**Objetivo A:**
En el pasaje sobre Jesús y el espíritu impuro, ¿qué nombre dice tener el espíritu?
**Objetivo B:**
Según el pasaje, ¿por qué le grita el hombre a Jesús «¡Te conjuro por Dios, no me atormentes!»? Responde en una a tres oraciones.

**Pasaje dado:**
====================
Al ver de lejos a Jesús, vino corriendo a postrarse ante él, gritando con fuerza: «¿Qué quieres de mí, Jesús, Hijo de Dios el Altísimo? ¡Te conjuro por Dios, no me atormentes!» Porque Jesús le había dicho: «¡Sal de este hombre, espíritu impuro!» Después le preguntó: «¿Cuál es tu nombre?» El respondió: «Mi nombre es Legión, porque somos muchos.» Y le rogaba con insistencia que no lo expulsara de aquella región.
Había allí una gran piara de cerdos que estaba paciendo en la montaña. Los espíritus impuros suplicaron a Jesús: «Envíanos a los cerdos, para que entremos en ellos.» El se lo permitió. Entonces los espíritus impuros salieron de aquel hombre, entraron en los cerdos, y desde lo alto del acantilado, toda la piara -unos dos mil animales- se precipitó al mar y se ahogó.
====================
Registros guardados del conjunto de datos

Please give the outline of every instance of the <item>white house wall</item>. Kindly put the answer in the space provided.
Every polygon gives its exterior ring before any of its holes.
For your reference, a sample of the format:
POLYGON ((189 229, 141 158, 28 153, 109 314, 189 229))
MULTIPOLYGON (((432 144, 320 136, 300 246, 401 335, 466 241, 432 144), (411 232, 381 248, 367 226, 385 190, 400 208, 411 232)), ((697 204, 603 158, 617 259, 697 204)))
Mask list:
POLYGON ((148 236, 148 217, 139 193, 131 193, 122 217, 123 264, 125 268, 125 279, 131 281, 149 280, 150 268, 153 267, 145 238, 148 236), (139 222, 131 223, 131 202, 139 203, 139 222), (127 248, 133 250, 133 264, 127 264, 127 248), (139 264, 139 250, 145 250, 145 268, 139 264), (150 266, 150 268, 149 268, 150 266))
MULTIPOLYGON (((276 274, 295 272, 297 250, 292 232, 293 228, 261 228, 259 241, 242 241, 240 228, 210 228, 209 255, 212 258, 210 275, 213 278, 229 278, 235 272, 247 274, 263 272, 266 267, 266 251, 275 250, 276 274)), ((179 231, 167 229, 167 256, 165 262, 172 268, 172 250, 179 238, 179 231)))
====================
**Respuesta A:**
Dice llamarse Legión, porque son muchos.

**Respuesta B:**
Lo grita porque Jesús le había ordenado: «¡Sal de este hombre, espíritu impuro!». Frente a esa orden, le ruega por Dios que no lo atormente.